## Data shown:
---
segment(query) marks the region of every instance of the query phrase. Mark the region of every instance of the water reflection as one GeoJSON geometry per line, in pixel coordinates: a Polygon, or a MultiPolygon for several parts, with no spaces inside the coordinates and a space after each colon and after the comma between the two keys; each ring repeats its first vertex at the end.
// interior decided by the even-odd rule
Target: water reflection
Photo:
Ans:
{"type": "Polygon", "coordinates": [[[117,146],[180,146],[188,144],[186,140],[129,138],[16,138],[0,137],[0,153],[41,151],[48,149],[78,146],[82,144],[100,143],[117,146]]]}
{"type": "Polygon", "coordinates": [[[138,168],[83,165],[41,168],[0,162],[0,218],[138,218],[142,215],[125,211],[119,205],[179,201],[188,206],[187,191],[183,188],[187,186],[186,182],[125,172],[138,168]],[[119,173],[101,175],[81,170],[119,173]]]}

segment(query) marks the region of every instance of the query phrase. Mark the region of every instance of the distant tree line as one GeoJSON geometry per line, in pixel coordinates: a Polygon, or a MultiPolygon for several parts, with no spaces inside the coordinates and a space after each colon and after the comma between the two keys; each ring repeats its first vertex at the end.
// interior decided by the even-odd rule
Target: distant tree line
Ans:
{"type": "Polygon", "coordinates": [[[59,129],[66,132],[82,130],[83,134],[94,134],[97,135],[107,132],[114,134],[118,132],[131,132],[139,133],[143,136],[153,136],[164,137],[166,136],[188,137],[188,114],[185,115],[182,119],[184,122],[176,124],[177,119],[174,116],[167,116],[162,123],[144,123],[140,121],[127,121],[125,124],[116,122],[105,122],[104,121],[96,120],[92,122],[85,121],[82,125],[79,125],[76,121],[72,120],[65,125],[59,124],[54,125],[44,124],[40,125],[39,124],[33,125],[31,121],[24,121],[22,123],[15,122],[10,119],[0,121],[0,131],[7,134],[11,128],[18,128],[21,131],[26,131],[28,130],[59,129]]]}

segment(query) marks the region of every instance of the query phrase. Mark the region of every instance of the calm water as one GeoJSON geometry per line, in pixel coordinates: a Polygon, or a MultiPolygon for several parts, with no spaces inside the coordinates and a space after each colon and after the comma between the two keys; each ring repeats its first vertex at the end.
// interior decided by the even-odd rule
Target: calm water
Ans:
---
## Aim of the exercise:
Copy every line from the one containing "of the distant" through the end of the listing, requests included, and shift each coordinate value in the answers by adding 109 to it.

## Solution:
segment(query) marks the region of every instance of the query phrase. Mark the region of every instance of the distant tree line as one GeoJSON geometry per line, in pixel coordinates: a Polygon, or a MultiPolygon for several parts, with no spaces inside the coordinates and a space after each colon and after the comma between the two keys; each ring repeats its first vertex at the end.
// interior decided by the even-odd rule
Target: distant tree line
Ans:
{"type": "Polygon", "coordinates": [[[168,238],[175,241],[191,239],[192,243],[203,243],[206,244],[216,241],[223,243],[227,241],[240,241],[248,242],[252,245],[262,245],[273,246],[275,245],[297,246],[297,223],[294,224],[291,228],[293,231],[285,233],[286,228],[283,225],[276,225],[271,232],[253,232],[249,230],[236,230],[234,233],[225,231],[214,231],[213,230],[205,229],[201,231],[194,230],[191,234],[188,234],[185,230],[181,229],[174,234],[168,233],[163,234],[153,233],[149,234],[148,233],[142,234],[140,230],[133,230],[131,232],[124,231],[119,228],[109,230],[109,240],[116,243],[120,237],[127,237],[130,240],[135,240],[137,239],[168,238]]]}

segment(query) marks the region of every instance of the query phrase. Mark the region of every instance of the calm water as one GeoJSON geometry per line, in pixel coordinates: a Polygon, or a MultiPolygon for several parts, with no spaces inside the coordinates and a space after each colon and after the comma between the two keys; each ring repeats its first vertex at the end.
// interior decided by the even-odd rule
Target: calm water
Ans:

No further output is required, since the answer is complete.